Region pointing data:
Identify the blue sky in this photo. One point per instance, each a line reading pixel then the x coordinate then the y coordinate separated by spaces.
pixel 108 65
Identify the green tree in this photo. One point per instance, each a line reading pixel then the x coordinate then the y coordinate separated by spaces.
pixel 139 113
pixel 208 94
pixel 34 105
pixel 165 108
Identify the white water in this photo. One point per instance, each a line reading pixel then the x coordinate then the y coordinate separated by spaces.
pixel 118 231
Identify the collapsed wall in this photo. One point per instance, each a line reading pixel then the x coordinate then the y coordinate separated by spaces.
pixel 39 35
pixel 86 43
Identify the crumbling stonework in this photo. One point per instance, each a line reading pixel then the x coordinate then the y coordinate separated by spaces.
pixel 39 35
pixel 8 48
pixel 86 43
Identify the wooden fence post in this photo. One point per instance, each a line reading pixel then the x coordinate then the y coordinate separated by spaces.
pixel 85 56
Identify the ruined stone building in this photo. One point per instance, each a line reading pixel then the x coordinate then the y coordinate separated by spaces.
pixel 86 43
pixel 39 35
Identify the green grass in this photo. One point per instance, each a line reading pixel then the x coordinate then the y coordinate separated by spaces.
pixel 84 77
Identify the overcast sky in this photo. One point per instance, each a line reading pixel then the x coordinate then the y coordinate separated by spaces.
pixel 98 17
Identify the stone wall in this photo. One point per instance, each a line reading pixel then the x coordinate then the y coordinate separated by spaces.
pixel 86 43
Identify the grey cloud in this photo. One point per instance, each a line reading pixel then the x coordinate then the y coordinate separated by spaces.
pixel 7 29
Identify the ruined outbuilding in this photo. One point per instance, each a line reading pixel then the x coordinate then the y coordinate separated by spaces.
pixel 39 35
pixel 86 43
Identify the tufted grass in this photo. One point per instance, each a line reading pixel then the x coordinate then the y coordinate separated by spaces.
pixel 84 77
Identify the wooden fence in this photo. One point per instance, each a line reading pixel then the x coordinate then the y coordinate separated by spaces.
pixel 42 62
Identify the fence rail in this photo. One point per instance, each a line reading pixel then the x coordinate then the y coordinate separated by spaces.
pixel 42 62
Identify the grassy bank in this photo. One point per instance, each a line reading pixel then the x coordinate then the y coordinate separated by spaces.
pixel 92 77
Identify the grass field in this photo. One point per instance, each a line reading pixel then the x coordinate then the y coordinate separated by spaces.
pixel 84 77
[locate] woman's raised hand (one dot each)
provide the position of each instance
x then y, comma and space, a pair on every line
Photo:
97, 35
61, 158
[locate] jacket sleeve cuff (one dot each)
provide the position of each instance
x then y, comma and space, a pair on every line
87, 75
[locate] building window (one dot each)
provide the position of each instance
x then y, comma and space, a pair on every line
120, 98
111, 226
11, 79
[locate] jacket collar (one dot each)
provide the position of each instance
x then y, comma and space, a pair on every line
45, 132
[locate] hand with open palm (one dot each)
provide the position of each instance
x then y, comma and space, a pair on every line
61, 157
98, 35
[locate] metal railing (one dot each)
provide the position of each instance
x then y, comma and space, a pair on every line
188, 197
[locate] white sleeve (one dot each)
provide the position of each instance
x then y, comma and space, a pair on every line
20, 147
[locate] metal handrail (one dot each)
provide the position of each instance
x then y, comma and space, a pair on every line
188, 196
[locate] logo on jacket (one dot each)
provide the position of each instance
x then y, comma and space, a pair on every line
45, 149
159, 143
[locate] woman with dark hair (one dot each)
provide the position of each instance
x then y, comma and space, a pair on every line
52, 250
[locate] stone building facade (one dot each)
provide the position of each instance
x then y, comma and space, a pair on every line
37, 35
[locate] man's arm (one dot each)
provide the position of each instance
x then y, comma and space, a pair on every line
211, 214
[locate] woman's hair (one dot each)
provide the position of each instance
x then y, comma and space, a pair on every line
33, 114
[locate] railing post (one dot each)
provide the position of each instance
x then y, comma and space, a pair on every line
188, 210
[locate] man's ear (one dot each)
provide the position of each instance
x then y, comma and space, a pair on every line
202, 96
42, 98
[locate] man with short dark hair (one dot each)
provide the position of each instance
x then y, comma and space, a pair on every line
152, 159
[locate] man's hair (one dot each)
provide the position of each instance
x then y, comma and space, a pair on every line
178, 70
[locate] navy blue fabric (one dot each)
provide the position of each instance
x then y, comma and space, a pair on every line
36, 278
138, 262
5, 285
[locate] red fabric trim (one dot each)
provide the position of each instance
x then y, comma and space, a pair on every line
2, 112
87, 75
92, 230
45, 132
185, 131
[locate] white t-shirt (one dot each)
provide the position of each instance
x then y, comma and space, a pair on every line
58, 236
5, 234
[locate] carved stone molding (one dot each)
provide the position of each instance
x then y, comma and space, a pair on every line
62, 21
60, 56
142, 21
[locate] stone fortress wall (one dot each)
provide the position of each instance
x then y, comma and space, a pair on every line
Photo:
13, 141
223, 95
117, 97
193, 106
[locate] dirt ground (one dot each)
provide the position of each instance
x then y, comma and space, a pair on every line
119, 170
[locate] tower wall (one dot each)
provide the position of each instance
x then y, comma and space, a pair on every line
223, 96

What to do - Print out all the entries precisely as written.

Response -
Identify the blue sky in this photo. One point per instance, each a line reading pixel then the x coordinate then the y coordinate separated by spaces.
pixel 108 65
Identify the green tree in this photo. One point per instance, each a line reading pixel then the x coordinate then the y coordinate separated by spaces.
pixel 139 113
pixel 208 94
pixel 34 105
pixel 165 108
Identify the white water in this photo. One point per instance, each a line reading pixel then the x coordinate then the y coordinate separated by spaces.
pixel 118 231
Identify the collapsed wall in this photo. One point per instance, each a line reading pixel then the x coordinate then the y coordinate separated by spaces.
pixel 39 35
pixel 86 43
Identify the crumbling stonework in this photo. One point per instance, each a line reading pixel then the x coordinate then the y coordinate separated by spaces.
pixel 39 35
pixel 8 48
pixel 86 43
Identify the wooden fence post in this photo. One point per instance, each a line reading pixel then the x coordinate then the y coordinate separated by spaces.
pixel 85 56
Identify the ruined stone building in this photo. One point per instance, each a line reading pixel then the x coordinate then the y coordinate separated by spaces.
pixel 86 43
pixel 39 35
Identify the green grass in this photo. One point per instance, each a line reading pixel then the x coordinate then the y coordinate separated by spaces.
pixel 84 77
Identify the overcast sky in this photo. One point per instance, each a line reading pixel then the x coordinate then the y coordinate separated by spaces.
pixel 98 17
Identify the stone wall in this photo. One point per instance, each a line reading pixel then the x coordinate then the y coordinate separated by spaces.
pixel 86 43
Identify the grey cloud in this photo. One point per instance, each a line reading pixel then the x coordinate then the y coordinate separated by spaces.
pixel 7 29
Identify the ruined outbuilding in this photo. One point per instance, each a line reading pixel then the x coordinate then the y coordinate separated by spaces.
pixel 39 35
pixel 86 43
Identify the tufted grass in this photo. One point per instance, each a line reading pixel then the x coordinate then the y coordinate separated by spaces.
pixel 84 77
Identify the wooden fence in this photo. One point per instance, each a line reading pixel then the x coordinate then the y coordinate separated by spaces.
pixel 42 62
Identify the fence rail in this photo. One point per instance, each a line reading pixel then the x coordinate then the y coordinate separated by spaces.
pixel 42 62
Identify the grassy bank in this photo. One point per instance, each a line reading pixel then the x coordinate then the y coordinate separated by spaces.
pixel 92 77
Identify the grass field in this photo. One point per instance, each a line reading pixel then the x coordinate then the y coordinate separated by spaces.
pixel 84 77
[locate] woman's raised hand (one dot each)
provide the position of each instance
x then y, comma and space, a pair on every line
Photo:
97, 35
61, 158
[locate] jacket sleeve cuff (one dot each)
provide the position of each instance
x then y, comma and space, a pair on every line
87, 75
[locate] building window (one dot each)
provide the position of each instance
x then y, comma and space, a pair on every line
120, 98
111, 226
11, 79
[locate] jacket collar (one dot each)
provide the position of each instance
x then y, comma and space, a pair on every line
45, 132
[locate] hand with open palm (one dot each)
provide the position of each instance
x then y, comma and space, a pair on every line
61, 157
98, 35
[locate] metal railing (one dot each)
provide the position of each instance
x then y, comma and space, a pair on every line
188, 197
[locate] white sleeve (one dot each)
provide the position of each instance
x then y, comma and space, a pair on every line
20, 147
[locate] metal handrail (one dot each)
provide the position of each instance
x then y, comma and space, a pair on every line
188, 196
[locate] logo on jacket (one dot each)
provide the position of each instance
x then y, comma and space, a pair on every line
45, 149
159, 143
[locate] woman with dark hair (one dot each)
provide the position of each instance
x then y, comma and space, a pair on every line
52, 250
[locate] stone building facade (one dot each)
provide the position of each instance
x then y, comma and space, a pair on every line
37, 35
[locate] man's arm (one dot each)
provide the position of each instance
x then y, comma and space, a pair on every line
211, 214
[locate] woman's hair (one dot each)
provide the position of each instance
x then y, comma and space, a pair on every line
33, 114
[locate] railing post (one dot each)
provide the position of each instance
x then y, comma and space, a pair on every line
188, 210
[locate] man's ear (one dot each)
provide the position of each instance
x then y, comma and space, a pair on every line
202, 96
42, 98
[locate] man with short dark hair (one dot each)
provide the position of each instance
x then y, comma and space, a pair on every line
152, 159
[locate] man's hair (one dot each)
provide the position of each instance
x then y, comma and space, a pair on every line
178, 70
[locate] navy blue fabric (one dot each)
provide the position of each instance
x then y, comma and space, a pair on every line
36, 278
138, 262
5, 285
[locate] red fabric trim (one dot each)
provide the position of each instance
x then y, comma and space, a pair on every line
2, 112
87, 75
92, 230
45, 132
185, 131
[locate] white t-shirt (one dot each)
provide the position of each instance
x then y, comma and space, a pair on every line
58, 236
5, 234
[locate] carved stone molding (one dot each)
provide the position of each instance
x then y, comma and space, a pair on every line
62, 21
60, 56
142, 21
[locate] stone fortress wall (one dot each)
provide the position of each instance
x then y, comma and space, a pair on every line
Photo:
13, 141
223, 95
117, 97
193, 106
[locate] dirt ground (one dot each)
provide the position of each instance
x then y, comma and space, a pair on every line
119, 170
[locate] tower wall (one dot each)
provide the position of each instance
x then y, comma and space, a pair on every line
223, 96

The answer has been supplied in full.